=== Assigned task ===
Take the records below and print them verbatim up to and including the line that carries "rough mask: <svg".

======== Material shown

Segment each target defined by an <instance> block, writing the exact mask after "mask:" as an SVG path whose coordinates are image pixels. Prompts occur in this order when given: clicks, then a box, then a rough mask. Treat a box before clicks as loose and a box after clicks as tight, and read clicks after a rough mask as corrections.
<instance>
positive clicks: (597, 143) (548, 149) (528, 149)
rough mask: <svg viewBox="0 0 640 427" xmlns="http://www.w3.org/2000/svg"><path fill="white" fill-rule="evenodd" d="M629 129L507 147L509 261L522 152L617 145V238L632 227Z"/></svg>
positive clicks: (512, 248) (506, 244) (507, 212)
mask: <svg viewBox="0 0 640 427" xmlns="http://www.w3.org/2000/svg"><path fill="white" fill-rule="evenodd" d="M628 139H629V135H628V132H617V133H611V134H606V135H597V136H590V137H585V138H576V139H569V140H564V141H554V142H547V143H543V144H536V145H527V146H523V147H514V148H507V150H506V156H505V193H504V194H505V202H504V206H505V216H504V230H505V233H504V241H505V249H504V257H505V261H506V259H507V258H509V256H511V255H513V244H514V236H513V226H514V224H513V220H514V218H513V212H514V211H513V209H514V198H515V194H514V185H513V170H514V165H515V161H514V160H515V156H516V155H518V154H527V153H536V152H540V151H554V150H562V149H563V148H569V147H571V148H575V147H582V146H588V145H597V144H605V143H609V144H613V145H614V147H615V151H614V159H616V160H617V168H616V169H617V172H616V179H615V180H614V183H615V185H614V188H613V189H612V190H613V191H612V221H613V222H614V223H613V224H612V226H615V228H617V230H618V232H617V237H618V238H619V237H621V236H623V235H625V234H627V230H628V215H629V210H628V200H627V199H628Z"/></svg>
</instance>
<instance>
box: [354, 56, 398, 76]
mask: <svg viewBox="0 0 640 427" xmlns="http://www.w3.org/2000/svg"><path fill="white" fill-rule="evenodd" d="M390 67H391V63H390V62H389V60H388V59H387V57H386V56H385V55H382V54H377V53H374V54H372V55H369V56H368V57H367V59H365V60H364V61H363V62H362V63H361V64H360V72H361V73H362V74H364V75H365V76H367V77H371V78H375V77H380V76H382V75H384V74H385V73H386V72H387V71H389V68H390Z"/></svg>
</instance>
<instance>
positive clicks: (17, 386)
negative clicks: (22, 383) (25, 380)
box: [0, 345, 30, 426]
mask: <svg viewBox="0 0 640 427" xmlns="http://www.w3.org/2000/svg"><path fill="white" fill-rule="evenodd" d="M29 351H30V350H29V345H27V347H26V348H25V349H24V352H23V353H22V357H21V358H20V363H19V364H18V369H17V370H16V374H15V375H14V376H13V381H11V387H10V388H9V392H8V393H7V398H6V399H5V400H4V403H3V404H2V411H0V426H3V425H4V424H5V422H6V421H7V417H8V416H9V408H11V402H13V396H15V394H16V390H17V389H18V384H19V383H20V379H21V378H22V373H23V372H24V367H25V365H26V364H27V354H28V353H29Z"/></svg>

================

=== Written response ===
Segment each target defined by an <instance> block, writing the exact mask after "mask:" as an SVG path whose coordinates are image pixels. Prompts occur in this order when given: clicks, then a box, then a rough mask. Treat a box before clicks as loose and a box after clicks as tight, and read clicks after a rough mask as corrections.
<instance>
positive clicks: (597, 143) (548, 149) (528, 149)
rough mask: <svg viewBox="0 0 640 427" xmlns="http://www.w3.org/2000/svg"><path fill="white" fill-rule="evenodd" d="M629 129L507 147L509 261L522 152L617 145V238L632 227Z"/></svg>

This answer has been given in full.